The bailout of Spain’s banks shows the heart of our problem

Summary:  The US and Europe have not recovered from the 2008-09 crash in part because we applied first aid, but squandered the time those measures bought for us (at great cost).  An essential aspect of post-crash reforms is fixing our financial systems.  The bailout of Spain’s banks — expensive for Spain’s people, easy money for the banks — illustrates the problem.  Here we give details and alternatives.  At the end are links for more information

The modern bankers’ flag

Banks are central institutions in western economies.  Almost every severe economic crash has a large bank failure in the early phases.  That’s almost inevitable given their exposure to the broad economy, leverage, and reliance on borrowed funds.  But their political power makes them resistant to reform, and full recovery from a downturn usually requires their reform.  The most important aspect of this is sharing the loses.  Banks will use their political strength to shift losses onto other.  That’s neither fair, economically sound (as it encourages moral hazard), or necessary.

It’s another example of Capitalism Lost: America goes broke because we forgot how to be capitalists.

The US has experienced massive bank failures every decade since 1980, and we’ve yet to learn how to cope with them.  This is learned helplessness, a consequence of money usefully applied to shape not only public policy but als0 public outcomes.  We saw this demonstrated in the rise and corruption of the Tea Party movement.  Born in opposition to bank bailouts, becoming shock troops for election of bank-friendly Republicans (for details see Occupy Wall Street, another futile peasants’ protest).

For a summary of the problem and alternative see “The Heart of the Matter“, John P. Hussman, 11 June 2012 — Excerpt:

In effect, we’re going into another recession because we never effectively addressed the problems that produced the first one, leaving us unusually vulnerable to aftershocks. Our economic malaise is the result of a whole chain of bad decisions that have distorted the financial markets in ways that make recurring crisis inevitable.

Data extract:
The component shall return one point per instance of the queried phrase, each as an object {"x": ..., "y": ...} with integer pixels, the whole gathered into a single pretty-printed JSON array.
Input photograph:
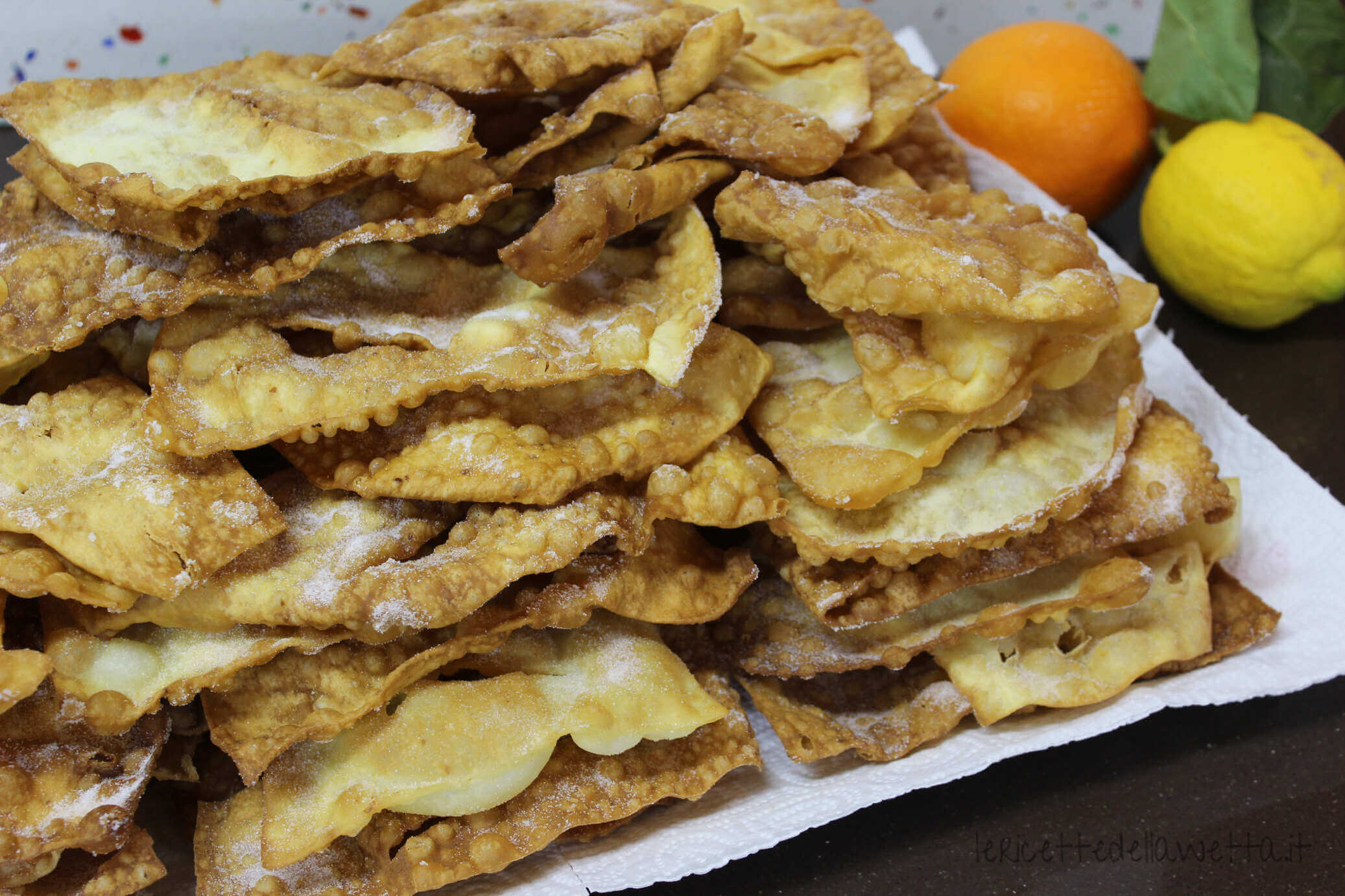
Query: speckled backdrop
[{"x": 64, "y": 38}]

Instructions for the task: Please resume the article on the bailout of Spain's banks and continue writing it after its final sentence.

Exercise response:
… Every major bank is funded partially by depositors, but those deposits typically represent only about 60% of the funding. The rest is debt to the bank’s own bondholders, and equity of its stockholders. When a country like Spain goes in to save a failing bank like Bankia — and does so by buying stock in the bank — the government is putting its citizens in a “first loss” position that protects the bondholders at public expense. This has been called “nationalization” because Spain now owns most of the stock, but the rescue has no element of restructuring at all. All of the bank’s liabilities – even to its own bondholders – are protected at public expense. So in order to defend bank bondholders, Spain is increasing the public debt burden of its own citizens. This approach is madness, because Spain’s citizens will ultimately suffer the consequences by eventual budget austerity or risk of government debt default.

The way to restructure a bank is to take it into receivership, write down the bad assets, wipe out the stockholders and much of the subordinated debt, and then recapitalize the remaining entity by selling it back into the private market. Depositors don’t lose a dime. While the U.S. appropriately restructured General Motors – wiping out stock, renegotiating contracts, and subjecting bondholders to haircuts – the banking system was largely untouched.

The failure of our policy makers to restructure debt resulted in the worst of both worlds – an economy where banks were relieved of the need for transparency (thanks to accounting changes by the FASB), and yet homeowners strapped with bubble-sized mortgage obligations saw very little in terms of debt restructuring. The reason we never got any economic traction in this “recovery” is that these debt burdens remain in place. While we certainly don’t advocate “freebie” principal writedowns – which would almost surely result in a tsunami of strategic defaults, we’ve long proposed what we’ve called Property Appreciation Rights as a way to partially substitute mortgage principal for a marketable claim on future appreciation. Failing any meaningful debt restructuring, however, we’ve got a financial system that continues to operate with a confident government backstop for risk taking, while aggregate demand remains suppressed by a burden of existing debt.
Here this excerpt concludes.